╭─ Entries shown
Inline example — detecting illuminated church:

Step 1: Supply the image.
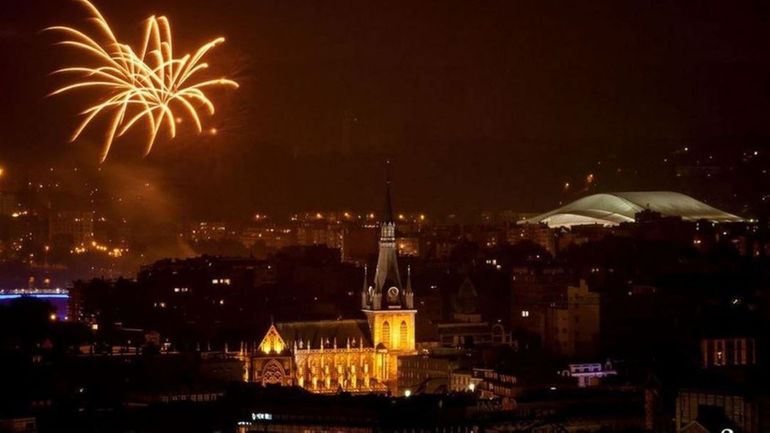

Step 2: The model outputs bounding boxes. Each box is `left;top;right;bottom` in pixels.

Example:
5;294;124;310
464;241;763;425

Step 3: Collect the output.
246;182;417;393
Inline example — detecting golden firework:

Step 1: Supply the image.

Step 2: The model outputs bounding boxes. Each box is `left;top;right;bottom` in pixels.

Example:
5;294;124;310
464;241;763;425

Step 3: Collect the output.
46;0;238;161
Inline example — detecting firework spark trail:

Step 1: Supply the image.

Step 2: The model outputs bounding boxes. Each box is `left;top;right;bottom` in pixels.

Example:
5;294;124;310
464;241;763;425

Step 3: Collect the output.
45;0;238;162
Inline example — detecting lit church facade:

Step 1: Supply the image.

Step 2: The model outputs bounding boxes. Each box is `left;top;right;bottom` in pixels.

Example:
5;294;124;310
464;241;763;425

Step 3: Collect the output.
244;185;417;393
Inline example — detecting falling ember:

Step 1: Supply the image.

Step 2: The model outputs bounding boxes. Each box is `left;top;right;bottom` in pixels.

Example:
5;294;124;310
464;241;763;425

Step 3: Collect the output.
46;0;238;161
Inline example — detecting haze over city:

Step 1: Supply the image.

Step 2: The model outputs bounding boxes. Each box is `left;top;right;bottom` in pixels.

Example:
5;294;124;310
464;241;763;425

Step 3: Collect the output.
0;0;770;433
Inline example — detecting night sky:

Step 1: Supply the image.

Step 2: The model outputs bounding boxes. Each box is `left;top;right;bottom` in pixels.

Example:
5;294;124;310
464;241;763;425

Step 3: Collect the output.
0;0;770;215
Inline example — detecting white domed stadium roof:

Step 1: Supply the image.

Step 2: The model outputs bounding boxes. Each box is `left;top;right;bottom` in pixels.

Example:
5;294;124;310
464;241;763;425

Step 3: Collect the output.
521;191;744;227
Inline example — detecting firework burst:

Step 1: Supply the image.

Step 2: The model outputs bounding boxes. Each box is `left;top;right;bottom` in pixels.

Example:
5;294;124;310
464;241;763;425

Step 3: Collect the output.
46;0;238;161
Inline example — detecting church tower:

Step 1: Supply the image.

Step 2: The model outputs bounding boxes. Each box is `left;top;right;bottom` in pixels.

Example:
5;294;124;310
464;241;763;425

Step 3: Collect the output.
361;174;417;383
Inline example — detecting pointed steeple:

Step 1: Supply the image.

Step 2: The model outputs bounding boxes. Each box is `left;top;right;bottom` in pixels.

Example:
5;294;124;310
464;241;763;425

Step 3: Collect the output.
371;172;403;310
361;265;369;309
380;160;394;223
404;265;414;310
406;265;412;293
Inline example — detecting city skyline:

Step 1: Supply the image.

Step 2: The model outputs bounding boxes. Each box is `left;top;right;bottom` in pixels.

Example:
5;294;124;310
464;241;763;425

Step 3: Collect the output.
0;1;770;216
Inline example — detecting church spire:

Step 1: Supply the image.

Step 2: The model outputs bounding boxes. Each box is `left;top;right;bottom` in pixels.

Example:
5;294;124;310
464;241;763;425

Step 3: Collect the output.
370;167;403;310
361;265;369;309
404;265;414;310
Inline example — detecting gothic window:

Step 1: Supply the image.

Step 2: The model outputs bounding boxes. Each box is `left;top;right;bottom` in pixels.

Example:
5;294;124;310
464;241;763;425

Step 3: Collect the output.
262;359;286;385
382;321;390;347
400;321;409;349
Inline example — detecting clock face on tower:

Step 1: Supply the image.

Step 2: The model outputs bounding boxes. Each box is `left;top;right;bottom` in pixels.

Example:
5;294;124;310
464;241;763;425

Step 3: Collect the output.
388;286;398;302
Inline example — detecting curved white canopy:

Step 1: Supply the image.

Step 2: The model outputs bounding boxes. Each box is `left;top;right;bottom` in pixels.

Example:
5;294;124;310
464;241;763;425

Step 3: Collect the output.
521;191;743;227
╰─
Stated exercise
Convert the lines above into a numbered list, omitting blank lines, starting at the line that contains "Inline example — detecting clock" and ending at the line that contains "388;286;398;302", with both of those lines included.

Output below
1. Inline example — detecting clock face on tower:
2. Step 1: Supply the image.
3. Step 2: The model outputs bounding boxes. Each box is `left;top;right;bottom` in pixels.
4. Example:
5. 5;294;124;310
6. 464;241;763;425
7. Step 3: Collect the output.
8. 388;286;398;302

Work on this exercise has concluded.